── Document extract ──

What are documents and collections in MongoDB?

MongoDB stores data as BSON documents, which are JSON-like structures with additional data types. A collection is analogous to a table in relational databases, containing multiple documents. Unlike SQL rows, documents in the same collection can have different fields and structures.

The key differences from SQL include schema flexibility (documents can have varying fields), first-class support for nested objects and arrays, and a design philosophy that often favors denormalization over JOINs.

// MongoDB stores data as BSON documents (JSON-like)
// Collection = table, Document = row
 
// A document in the "users" collection
{
  _id: ObjectId("507f1f77bcf86cd799439011"),
  name: "Sarah Chen",
  email: "sarah@example.com",
  profile: {
    bio: "Full-stack developer",
    skills: ["Node.js", "MongoDB", "React"]
  },
  createdAt: ISODate("2024-01-15T10:30:00Z")
}

When should you use MongoDB instead of a relational database?

The decision between MongoDB and SQL databases comes down to data structure and access patterns. MongoDB excels when your schema evolves frequently, when you read and write entire documents together, when you need horizontal scaling, or when your data is naturally hierarchical like user profiles or content.

Relational databases are better when you have complex relationships between entities, need unpredictable queries with JOINs, require transactions spanning multiple tables, or when data integrity constraints are paramount. Many production applications use both—SQL for financial transactions and authentication, MongoDB for activity feeds or content storage where flexibility matters more than strict consistency.

How does MongoDB compare to SQL databases?

MongoDB and SQL databases have fundamentally different data models and terminology. Understanding these mappings helps when transitioning between the two or explaining concepts in interviews.

───
── Material shown ──

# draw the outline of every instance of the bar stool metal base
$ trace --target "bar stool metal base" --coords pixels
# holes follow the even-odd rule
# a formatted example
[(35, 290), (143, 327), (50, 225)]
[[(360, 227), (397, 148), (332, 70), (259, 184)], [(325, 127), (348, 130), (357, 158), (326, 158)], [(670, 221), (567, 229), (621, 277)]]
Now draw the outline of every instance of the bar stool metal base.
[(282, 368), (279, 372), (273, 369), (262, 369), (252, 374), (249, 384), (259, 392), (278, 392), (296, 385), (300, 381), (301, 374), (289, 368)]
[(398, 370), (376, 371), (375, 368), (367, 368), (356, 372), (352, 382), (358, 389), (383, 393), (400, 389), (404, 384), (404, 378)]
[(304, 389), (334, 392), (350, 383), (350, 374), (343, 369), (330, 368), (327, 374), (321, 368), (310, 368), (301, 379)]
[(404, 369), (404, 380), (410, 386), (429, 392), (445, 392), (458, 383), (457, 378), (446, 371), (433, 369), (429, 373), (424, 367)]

───

## Aim
List each situation in which the MongoDB text says relational databases are the better choice.

## Final result
- When there are complex relationships between entities
- When unpredictable queries with JOINs are needed
- When transactions must span multiple tables
- When data integrity constraints are paramount